## WHAT IS ASKED:
[A] Answer these from the Obama discussion:
(i) According to the quoted words of Ron Paul, why do all empires fail?
(ii) What did Obama say he would close?
(iii) What publication does one commenter call the only dissenting voice they read?
[B] Reproduce word for word everything in the Obama discussion from "didn't know about" down to "to civil liberties.".

## PASSAGE SHOWN:
He brings up a book written by Obama's strangely militaristic Chief of Staff: "The authors write there: “We need to fortify the military’s ‘thin green line’ around the world by adding to the U.S. Special Forces and Marines, and by expanding the U.S. Army... we must protect our homeland by creating a new domestic counterterrorism force like Britain’s M15.” Mr. Obama has adopted the plan for just such an expansion"


"What is clear, though, is that the kind of military policies Mr. Obama is advocating are incompatible with the kind of investments he proposes to re-build America’s failing physical and social infrastructure. Something will have to give."

In Ron Paul's words, "All empires fail because of economic reasons"

  • 1

might sound like a fanboy

I don't think Obama will escalate the war in Afghanistan as is feared. I see all his statements as pre-election rhetoric. He's been saying for quite some time that the war there is more important, while at the same time stressing on the diplomatic aspect of it.

As for Israel, I saw his speech at the Israel PAC and was alarmed. Very hawkish, and almost as if the whole problem was caused by the Palestinians. Am suspicious about his views on Israel, but am also open to the view that it was more political double-speak. Seeing all the election stats, it definitely seems to have worked!

about the war bills - whether he was american enough was doubted after 2 yrs of the election cycle. imagine if he had said he didnt support further spending for the troops.

he's making noises about an automakers bailout too now. the perils of populism :D

didn't know about his support for the patriot act. in the interviews i've seen of him, he has spoken about civil liberties, but no one has grilled him to lay all cards on the table.

atleast the US media is impartial - it treated mccain with great respect as war hero, and treats obama with great respect as the messaih :D

check the updates at the end too. very disappointing.

the more things change, the more they remain the same!

Obama said he'll close Guantanamo and stop torture. That was one good commitment to civil liberties.

About his populism, yeah. That's why I wrote he will say anything to get elected.

I was very disappointed regarding his stance on bailing out the auto industry. If he sticks to his word on the other dangerous things he's said he'll do..then US won't get much better.

Thanks for the Glenn Greenwald link. He's brilliant as usual. People are fooling themselves if they believe there's any partisanship in US politics.

I am worried India is going the same way - people who are fed up with Congress think the BJP is an alternative. Heh.

Re: speaking of change

i did that many many years back. then realised the BJP was as nasty as the congress.

i now worry that we are going to get 5 more years of no progress next year.

about the auto bailout - i don't like the idea myself. everyone & their uncle was telling the idiots to bring about changes for many years, but nothing was done. the downside is if the 3 close, millions will loose their jobs. the dems will cease to exist if they let that happen.

as a chinaman would say, we live in interesting times :D

"interesting times" - totally agree :)

Re: might sound like a fanboy

The Afghan war esclation is not a rhetoric -it is his primary goal. He wants to pull out of Iraq(good) but wants to move as many soldiers as possible to Afghanistan (not good).He said this as recently as last week.So it isnt just pre poll rhetoric.

Like they say,there isnt any different: McSame, McBama -just another statist -with darker skin.

(Deleted comment)

Re: might sound like a fanboy

i compared their treatment of john mccain as a 'war hero' who would do anything for the military.

rolling stone was the only dissenting voice i read.

Pointing lines
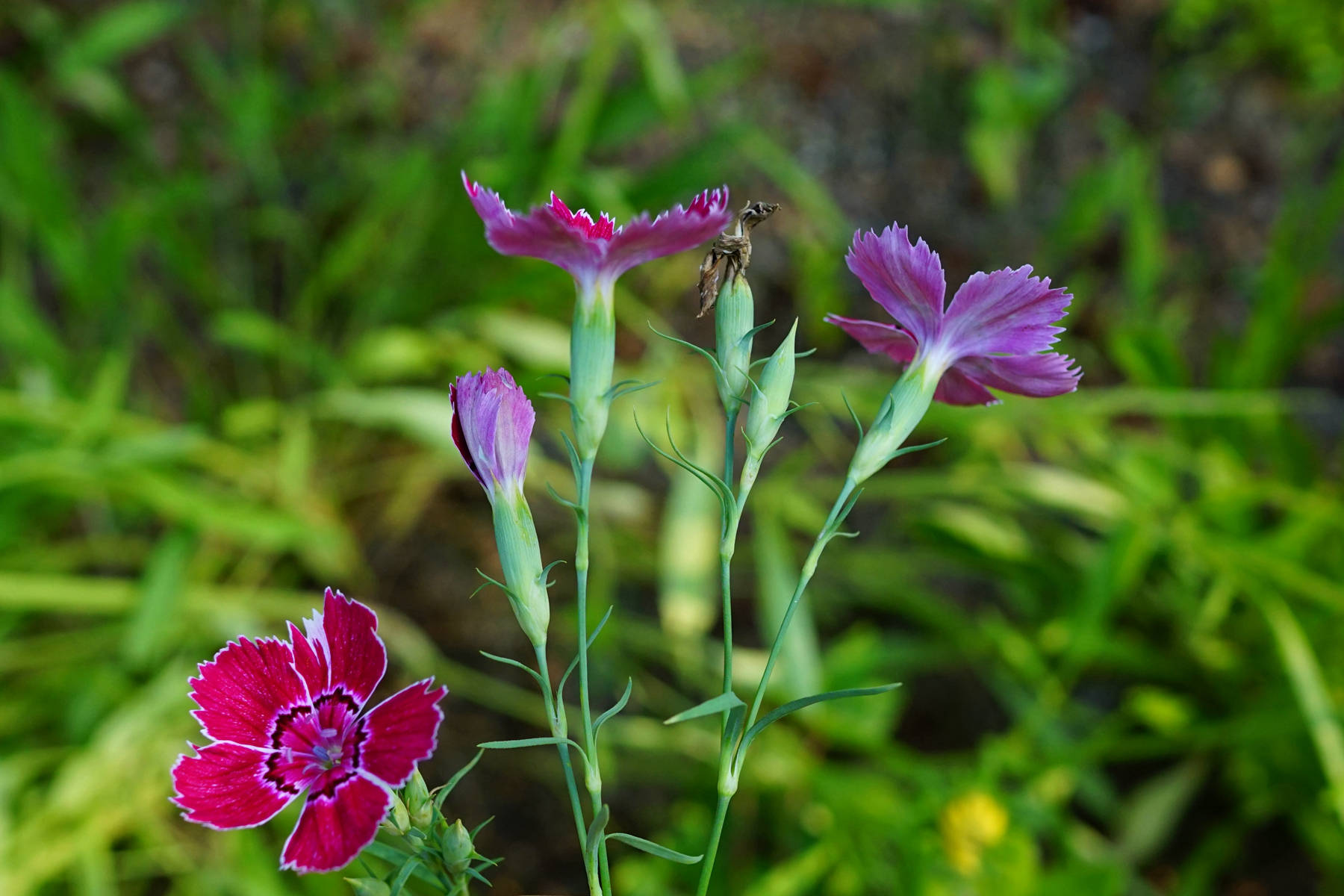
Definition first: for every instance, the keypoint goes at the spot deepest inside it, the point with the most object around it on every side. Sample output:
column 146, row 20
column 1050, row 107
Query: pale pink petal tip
column 591, row 247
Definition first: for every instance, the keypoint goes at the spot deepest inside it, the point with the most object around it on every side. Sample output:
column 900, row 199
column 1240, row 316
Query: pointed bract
column 492, row 428
column 596, row 249
column 288, row 718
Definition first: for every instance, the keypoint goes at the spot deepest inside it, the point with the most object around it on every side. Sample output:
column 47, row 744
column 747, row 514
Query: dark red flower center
column 601, row 228
column 316, row 746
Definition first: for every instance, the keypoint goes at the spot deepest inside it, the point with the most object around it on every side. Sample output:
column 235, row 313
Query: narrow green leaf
column 655, row 849
column 529, row 742
column 408, row 869
column 574, row 662
column 618, row 707
column 707, row 709
column 441, row 793
column 596, row 830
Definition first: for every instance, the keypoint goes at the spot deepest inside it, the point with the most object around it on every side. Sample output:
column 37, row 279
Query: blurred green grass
column 237, row 273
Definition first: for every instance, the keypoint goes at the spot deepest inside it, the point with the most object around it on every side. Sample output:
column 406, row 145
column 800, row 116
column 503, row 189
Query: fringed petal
column 551, row 233
column 402, row 731
column 673, row 231
column 1004, row 312
column 354, row 650
column 225, row 786
column 905, row 279
column 245, row 688
column 332, row 829
column 880, row 339
column 1034, row 375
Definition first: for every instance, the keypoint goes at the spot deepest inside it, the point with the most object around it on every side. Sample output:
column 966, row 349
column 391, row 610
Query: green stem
column 721, row 813
column 809, row 567
column 593, row 773
column 576, row 806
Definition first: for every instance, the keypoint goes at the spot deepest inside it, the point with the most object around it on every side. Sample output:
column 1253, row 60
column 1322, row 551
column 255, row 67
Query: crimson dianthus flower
column 287, row 718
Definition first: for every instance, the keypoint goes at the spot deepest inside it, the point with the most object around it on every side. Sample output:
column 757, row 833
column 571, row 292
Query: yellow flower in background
column 971, row 824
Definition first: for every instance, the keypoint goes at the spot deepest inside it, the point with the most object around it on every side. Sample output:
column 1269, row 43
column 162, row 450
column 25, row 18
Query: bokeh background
column 238, row 272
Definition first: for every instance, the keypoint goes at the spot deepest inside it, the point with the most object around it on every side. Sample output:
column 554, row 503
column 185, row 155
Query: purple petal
column 355, row 655
column 1007, row 311
column 245, row 688
column 1034, row 375
column 551, row 233
column 880, row 339
column 225, row 786
column 514, row 433
column 905, row 280
column 332, row 829
column 492, row 426
column 402, row 731
column 673, row 231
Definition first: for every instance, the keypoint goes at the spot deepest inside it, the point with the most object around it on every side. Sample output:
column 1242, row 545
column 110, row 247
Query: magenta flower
column 597, row 250
column 287, row 718
column 492, row 428
column 994, row 334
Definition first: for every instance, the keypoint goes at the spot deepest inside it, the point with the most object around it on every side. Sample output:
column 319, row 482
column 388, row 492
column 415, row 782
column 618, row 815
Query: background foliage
column 237, row 272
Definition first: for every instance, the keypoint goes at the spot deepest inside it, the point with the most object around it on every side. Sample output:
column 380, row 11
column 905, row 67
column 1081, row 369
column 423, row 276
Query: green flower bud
column 520, row 555
column 900, row 411
column 771, row 401
column 398, row 821
column 457, row 848
column 591, row 363
column 769, row 405
column 418, row 802
column 734, row 316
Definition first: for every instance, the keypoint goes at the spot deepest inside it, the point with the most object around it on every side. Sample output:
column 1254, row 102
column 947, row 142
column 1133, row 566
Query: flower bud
column 492, row 425
column 591, row 363
column 769, row 406
column 492, row 428
column 457, row 848
column 734, row 317
column 369, row 887
column 900, row 411
column 418, row 803
column 771, row 401
column 398, row 821
column 520, row 556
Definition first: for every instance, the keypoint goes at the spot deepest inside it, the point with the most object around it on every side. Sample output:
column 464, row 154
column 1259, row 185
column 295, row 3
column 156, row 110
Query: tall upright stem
column 593, row 774
column 809, row 567
column 730, row 763
column 558, row 731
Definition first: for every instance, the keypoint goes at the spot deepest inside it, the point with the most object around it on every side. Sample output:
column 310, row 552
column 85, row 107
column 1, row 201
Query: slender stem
column 809, row 567
column 730, row 765
column 726, row 558
column 721, row 813
column 593, row 774
column 584, row 485
column 605, row 869
column 576, row 806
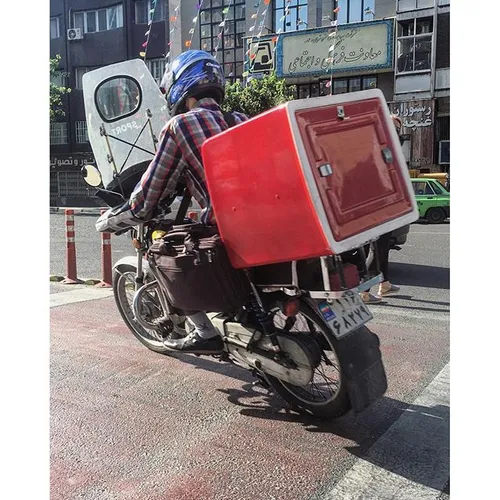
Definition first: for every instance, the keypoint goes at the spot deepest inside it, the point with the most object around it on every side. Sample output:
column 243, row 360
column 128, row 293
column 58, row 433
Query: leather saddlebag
column 196, row 270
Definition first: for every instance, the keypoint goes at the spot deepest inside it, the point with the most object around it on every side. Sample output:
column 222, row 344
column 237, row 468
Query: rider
column 193, row 85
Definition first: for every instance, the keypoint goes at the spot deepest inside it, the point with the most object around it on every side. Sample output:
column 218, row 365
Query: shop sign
column 356, row 47
column 417, row 117
column 75, row 161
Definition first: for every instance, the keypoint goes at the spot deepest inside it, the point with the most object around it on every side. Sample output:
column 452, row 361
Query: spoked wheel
column 150, row 309
column 326, row 395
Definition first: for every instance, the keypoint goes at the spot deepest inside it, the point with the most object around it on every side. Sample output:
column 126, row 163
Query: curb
column 56, row 279
column 78, row 211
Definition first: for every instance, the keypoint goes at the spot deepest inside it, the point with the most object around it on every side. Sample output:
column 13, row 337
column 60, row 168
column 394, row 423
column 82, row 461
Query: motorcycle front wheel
column 326, row 395
column 150, row 308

## EXPECTED RESPONSES:
[A]
(i) Economic reasons
(ii) Guantanamo
(iii) Rolling Stone

[B]
didn't know about his support for the patriot act. in the interviews i've seen of him, he has spoken about civil liberties, but no one has grilled him to lay all cards on the table.

atleast the US media is impartial - it treated mccain with great respect as war hero, and treats obama with great respect as the messaih :D

check the updates at the end too. very disappointing.

the more things change, the more they remain the same!

Obama said he'll close Guantanamo and stop torture. That was one good commitment to civil liberties.